**YOUR ASSIGNMENT**
Print the entries in full, word for word, but not the pictures.

=-=-=-=-=

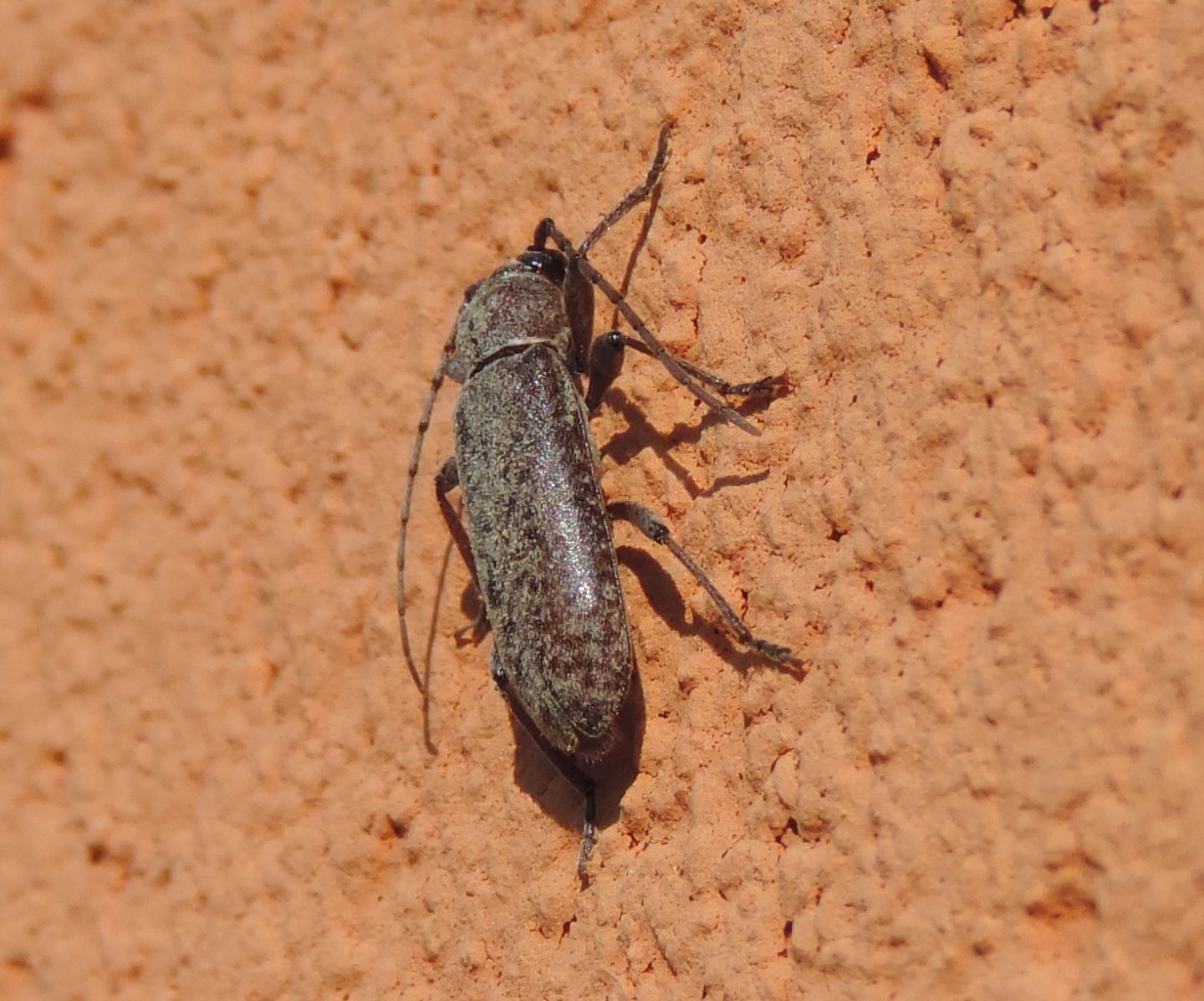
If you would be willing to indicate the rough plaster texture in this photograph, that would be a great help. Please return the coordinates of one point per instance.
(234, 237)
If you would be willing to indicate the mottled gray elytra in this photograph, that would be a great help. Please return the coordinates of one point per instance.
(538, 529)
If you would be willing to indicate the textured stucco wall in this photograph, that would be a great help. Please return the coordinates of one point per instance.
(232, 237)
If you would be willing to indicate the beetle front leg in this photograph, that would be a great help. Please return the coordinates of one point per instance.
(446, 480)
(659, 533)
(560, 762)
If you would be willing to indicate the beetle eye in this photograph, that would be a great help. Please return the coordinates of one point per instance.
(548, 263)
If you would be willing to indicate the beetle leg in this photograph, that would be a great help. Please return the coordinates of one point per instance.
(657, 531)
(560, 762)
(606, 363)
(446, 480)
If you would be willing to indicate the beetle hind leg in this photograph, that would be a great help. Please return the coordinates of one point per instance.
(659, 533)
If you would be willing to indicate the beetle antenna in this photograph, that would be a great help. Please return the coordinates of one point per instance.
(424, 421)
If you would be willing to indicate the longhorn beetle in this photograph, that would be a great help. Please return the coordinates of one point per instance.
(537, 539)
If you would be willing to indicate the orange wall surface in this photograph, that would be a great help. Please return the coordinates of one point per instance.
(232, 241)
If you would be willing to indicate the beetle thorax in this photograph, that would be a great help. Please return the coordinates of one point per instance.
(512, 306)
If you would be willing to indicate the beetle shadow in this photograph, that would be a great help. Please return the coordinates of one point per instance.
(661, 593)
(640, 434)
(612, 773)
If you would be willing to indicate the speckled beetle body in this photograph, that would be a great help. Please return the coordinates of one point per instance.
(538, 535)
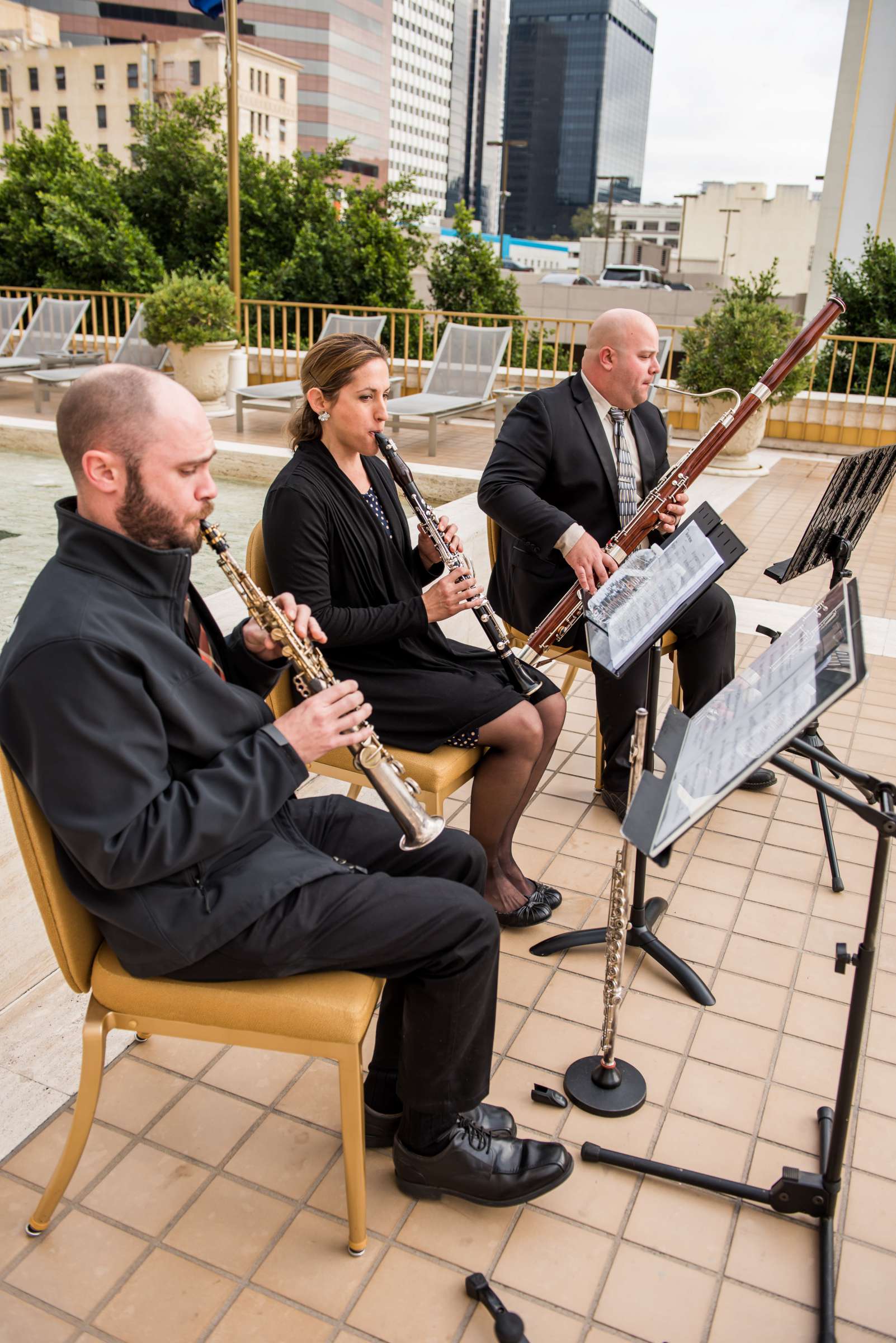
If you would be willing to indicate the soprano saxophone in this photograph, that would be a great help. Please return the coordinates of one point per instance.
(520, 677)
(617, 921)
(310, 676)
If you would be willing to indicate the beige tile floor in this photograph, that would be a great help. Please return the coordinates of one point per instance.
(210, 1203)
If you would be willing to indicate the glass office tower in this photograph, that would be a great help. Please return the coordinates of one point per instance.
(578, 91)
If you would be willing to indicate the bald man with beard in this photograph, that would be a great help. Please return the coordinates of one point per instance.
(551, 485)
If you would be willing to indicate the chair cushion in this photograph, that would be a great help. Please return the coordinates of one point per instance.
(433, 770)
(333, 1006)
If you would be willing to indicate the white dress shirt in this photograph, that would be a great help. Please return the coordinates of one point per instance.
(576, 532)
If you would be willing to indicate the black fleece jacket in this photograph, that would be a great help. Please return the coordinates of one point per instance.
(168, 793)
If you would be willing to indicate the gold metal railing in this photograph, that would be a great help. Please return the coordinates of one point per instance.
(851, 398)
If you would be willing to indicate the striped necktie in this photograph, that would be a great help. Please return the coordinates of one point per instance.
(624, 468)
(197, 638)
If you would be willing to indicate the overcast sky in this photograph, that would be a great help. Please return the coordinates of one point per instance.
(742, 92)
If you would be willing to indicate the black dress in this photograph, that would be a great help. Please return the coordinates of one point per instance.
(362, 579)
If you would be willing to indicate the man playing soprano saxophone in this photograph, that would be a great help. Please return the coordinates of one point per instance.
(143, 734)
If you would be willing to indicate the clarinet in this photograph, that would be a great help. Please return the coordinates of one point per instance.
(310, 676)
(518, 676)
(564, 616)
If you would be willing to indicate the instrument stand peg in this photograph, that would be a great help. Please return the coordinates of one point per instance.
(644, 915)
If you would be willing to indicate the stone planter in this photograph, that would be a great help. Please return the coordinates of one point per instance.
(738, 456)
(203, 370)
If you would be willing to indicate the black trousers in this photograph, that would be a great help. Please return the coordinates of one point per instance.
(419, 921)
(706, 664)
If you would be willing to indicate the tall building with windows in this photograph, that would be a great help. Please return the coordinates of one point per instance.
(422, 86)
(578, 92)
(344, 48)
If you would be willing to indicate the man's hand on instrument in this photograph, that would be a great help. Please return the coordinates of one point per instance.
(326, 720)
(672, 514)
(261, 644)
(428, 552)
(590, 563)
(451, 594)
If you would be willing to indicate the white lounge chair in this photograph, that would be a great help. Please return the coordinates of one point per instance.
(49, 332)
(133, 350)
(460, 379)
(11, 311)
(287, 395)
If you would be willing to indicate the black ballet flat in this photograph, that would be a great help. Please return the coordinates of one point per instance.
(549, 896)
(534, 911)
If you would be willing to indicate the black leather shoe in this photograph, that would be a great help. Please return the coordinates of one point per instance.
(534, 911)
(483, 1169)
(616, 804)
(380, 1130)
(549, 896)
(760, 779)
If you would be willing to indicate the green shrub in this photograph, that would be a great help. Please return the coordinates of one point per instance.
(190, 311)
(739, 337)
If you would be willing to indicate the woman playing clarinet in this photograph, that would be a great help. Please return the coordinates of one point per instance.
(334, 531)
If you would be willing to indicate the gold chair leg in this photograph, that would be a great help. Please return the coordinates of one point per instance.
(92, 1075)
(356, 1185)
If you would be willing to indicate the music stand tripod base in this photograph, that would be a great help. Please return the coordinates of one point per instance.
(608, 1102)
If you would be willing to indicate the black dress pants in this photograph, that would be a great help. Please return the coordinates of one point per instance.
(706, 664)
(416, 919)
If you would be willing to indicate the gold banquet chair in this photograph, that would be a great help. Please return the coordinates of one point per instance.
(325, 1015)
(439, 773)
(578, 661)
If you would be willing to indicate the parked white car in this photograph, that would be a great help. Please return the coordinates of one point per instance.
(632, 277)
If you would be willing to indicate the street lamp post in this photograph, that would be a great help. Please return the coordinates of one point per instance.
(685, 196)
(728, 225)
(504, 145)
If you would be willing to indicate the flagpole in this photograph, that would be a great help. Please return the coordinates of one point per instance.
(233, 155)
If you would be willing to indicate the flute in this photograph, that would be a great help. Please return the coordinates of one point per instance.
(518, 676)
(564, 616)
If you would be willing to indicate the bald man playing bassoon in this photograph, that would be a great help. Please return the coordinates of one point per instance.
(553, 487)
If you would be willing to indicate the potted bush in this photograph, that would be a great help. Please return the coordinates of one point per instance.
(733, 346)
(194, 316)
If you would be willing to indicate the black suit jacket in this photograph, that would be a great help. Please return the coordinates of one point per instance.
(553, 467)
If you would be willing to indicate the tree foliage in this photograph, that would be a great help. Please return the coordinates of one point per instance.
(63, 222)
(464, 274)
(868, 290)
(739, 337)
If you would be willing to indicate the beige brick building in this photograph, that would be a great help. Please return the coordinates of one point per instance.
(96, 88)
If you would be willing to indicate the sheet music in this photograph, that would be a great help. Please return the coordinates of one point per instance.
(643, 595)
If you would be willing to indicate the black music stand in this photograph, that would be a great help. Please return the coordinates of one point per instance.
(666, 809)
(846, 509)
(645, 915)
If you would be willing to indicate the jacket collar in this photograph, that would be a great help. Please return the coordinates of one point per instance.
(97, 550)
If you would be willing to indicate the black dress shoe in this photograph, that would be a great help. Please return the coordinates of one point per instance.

=-=-=-=-=

**RESULT OF THE EXERCISE**
If you would be willing to indicate the rough plaster texture in this photograph, that would be a great help. Please return the coordinates of one point per instance.
(234, 237)
If you would be willing to indicate the mottled gray elytra in this photograph, that would be a great help. Please return the coordinates of one point per instance.
(538, 529)
If you would be willing to indicate the textured stucco wall in this photograph, that would be a great help. Please return the coordinates of one point per instance.
(232, 237)
If you would be willing to indicate the beetle front leg in this photograph, that would be a great help. Please return the coordinates of one point per instance.
(446, 480)
(659, 533)
(560, 762)
If you would be willing to indicate the beetle eye in this photograph, that would be a great help. Please return the coordinates of one point per instance.
(548, 263)
If you would be willing to indicate the beetle leg in this photograph, that would be a great help. Please return the coordinates of one point per instance.
(657, 531)
(560, 762)
(606, 363)
(446, 480)
If you would be willing to indicate the beetle hind leg in this photograph, that would be a great help. Please return the coordinates of one point per instance.
(659, 533)
If you would be willing to indicate the beetle antenna in this photograph, that would be a great help. Please return the coordinates of one point per instance.
(424, 421)
If you would be willing to indicate the longhorn beetle in this photograph, that would be a great help. Please return the coordinates of one point per instance.
(537, 539)
If you would be willing to indicate the orange wall surface in this photograph, that would be a great help. Please return the coordinates of one point per instance.
(232, 241)
If you would be willing to indicate the beetle thorax in this photograph, that would be a great help. Please return the coordinates of one point per instance.
(512, 306)
If you would be willing to indicate the beetle shadow in this photograph, that would be a great help. Please return the coordinates of one point per instance.
(661, 593)
(640, 434)
(612, 773)
If you would be willing to indicate the speckled beetle body in this photograph, that would be a great help. Please return the coordinates of one point per instance.
(538, 535)
If you would be willing to indicate the soprano saxophone in this photograph, that would be a great help. Please return the coordinates of one point per instance.
(520, 677)
(617, 921)
(310, 676)
If you would be willing to indicate the beige tile floor in this photograph, that would be a great help. Please return the coordinates of one point per instance.
(210, 1203)
If you would be willing to indicate the glass office tower in this photograph, that would be a great help. Please return the coordinates of one point per instance.
(578, 91)
If you would be willing to indicate the bald man with beard in this photograph, that would be a great help. Please return the coordinates of one point per instance.
(551, 485)
If you would be willing to indicate the chair cushion in this photograph, that would be a great help. Please return the coordinates of one point per instance.
(433, 770)
(333, 1006)
If you would be willing to indicate the white dress shirt in this photograph, that would be a great help. Please return the coordinates of one point per instance.
(576, 532)
If you would be willing to indicate the black fleece jacket in this photograph, that would be a great help. Please return the coordinates of one point per instance.
(168, 793)
If you would be willing to indicate the gold metal railing in this photograph, that would be a great help. Please return the coordinates of one point per instance.
(851, 398)
If you would be willing to indicate the striped necktie in this photograph, that would be a great help. Please return the coordinates of one point per instance.
(624, 468)
(197, 638)
If you would be willing to indicate the overcast sky in this photograph, that would be a great help. Please return the coordinates of one point per instance.
(742, 92)
If you would be willing to indicate the black dress in this photograph, that would be a great help. Please return the coordinates of one point per instance.
(362, 579)
If you would be willing to indicate the man playing soprano saxophone in this photograph, that would be a great help. Please return the coordinates of one point per instance.
(143, 734)
If you would be willing to indicate the clarinet in this photograph, that would be a great help. Please return the coordinates of one point per instance.
(310, 676)
(518, 676)
(564, 616)
If you would be willing to indicate the instrument stand peg in this photograph, that would be a great help. Please return the coordinates of one point per instance.
(644, 915)
If you would be willing to indicate the stone planter in this photograph, that would be a great help. Please return the coordinates of one point per instance.
(738, 456)
(203, 370)
If you would be willing to indicate the black trousers in this photograph, that would be a great help. Please return the coordinates of one point per instance.
(419, 921)
(706, 664)
If you would be willing to indicate the tall building with windows in this photograph, that would be a great help. Please return the coordinates of one point per instance.
(422, 86)
(578, 92)
(344, 48)
If you would be willing to indicate the man's hand on instrument in this photograph, that would be a great help. Please return the coordinates of one point per instance.
(326, 720)
(672, 514)
(261, 644)
(428, 552)
(590, 563)
(451, 594)
If you would be willing to indicate the white lounge chair in this photograph, that would be a great help. Please return the coordinates of one point per instance.
(49, 332)
(133, 350)
(460, 379)
(11, 311)
(287, 395)
If you would be willing to indicate the black ballet flat in this photograph, that would be a great help. Please return the coordinates of one point per instance.
(549, 896)
(534, 911)
If you would be willing to indicate the black leather shoe in this photograph, that would be a great help. Please return the coordinates of one point per instance.
(534, 911)
(483, 1169)
(616, 804)
(380, 1130)
(549, 896)
(760, 779)
If you would be willing to indicate the green shrub in this photograph, that would be a great help. Please return the coordinates of one point per instance.
(190, 311)
(739, 337)
If you would be willing to indicate the woman playing clarinet in this photograph, that would be a great help. Please return the coordinates of one point per instance.
(334, 531)
If you would be willing to indicate the gold chair leg in this photograph, that would be a great help. Please return the coordinates of one point per instance.
(92, 1075)
(356, 1185)
If you would be willing to indicate the music stand tripod base in this photograph, that would be a great help. Please return the coordinates of one point per instance.
(608, 1102)
If you would be willing to indicate the black dress pants in this photograph, that would be a great help. Please return the coordinates of one point per instance.
(706, 664)
(416, 919)
If you would be willing to indicate the gold banquet chair in this photograph, that would be a great help. Please return the coordinates of one point per instance.
(325, 1015)
(439, 773)
(578, 661)
If you would be willing to indicate the parked white car in this photograph, that would be a great help. Please return the coordinates of one point per instance.
(632, 277)
If you would be willing to indicate the street lamp post in this photograph, that would be a great help. Please return the coordinates of one point per instance.
(685, 196)
(728, 225)
(504, 145)
If you would be willing to indicate the flagpole in this photograph, that would be a great help. Please return the coordinates of one point per instance.
(233, 155)
If you would be willing to indicate the flute in this photograph, that would be a great help. Please return the coordinates of one point per instance.
(518, 676)
(564, 616)
If you would be willing to indicate the bald man playing bassoon in this photograph, that would be a great help. Please return the coordinates of one point per instance.
(553, 487)
If you would be willing to indicate the potted bush in this photograph, that would be a great help. Please return the coordinates of one point per instance.
(733, 346)
(194, 316)
If you would be willing to indicate the black suit jacket in this photograph, that would be a great help. Please return the coordinates of one point per instance.
(553, 467)
If you would be willing to indicate the tree foliage in this photograph, that would be a great help. Please return the coordinates of one point per instance.
(63, 222)
(464, 274)
(868, 290)
(739, 337)
If you would be willing to indicate the beige brick building in this photograph, that would be a great help. Please return the coordinates of one point per instance.
(96, 88)
If you would be willing to indicate the sheet music in this photograph, that would be a great help. Please return the coordinates of one point per instance.
(643, 595)
If you would be willing to indicate the black music stand in this photograph, that would be a great help. Please return the coordinates of one point per instance.
(666, 809)
(846, 509)
(645, 915)
If you would be willing to indicate the jacket collar in this photograph, that would be a great help. Please return the coordinates of one point per instance.
(97, 550)
If you would be willing to indicate the black dress shoe in this photograph, that would be a great help. Please return the coordinates of one point per instance.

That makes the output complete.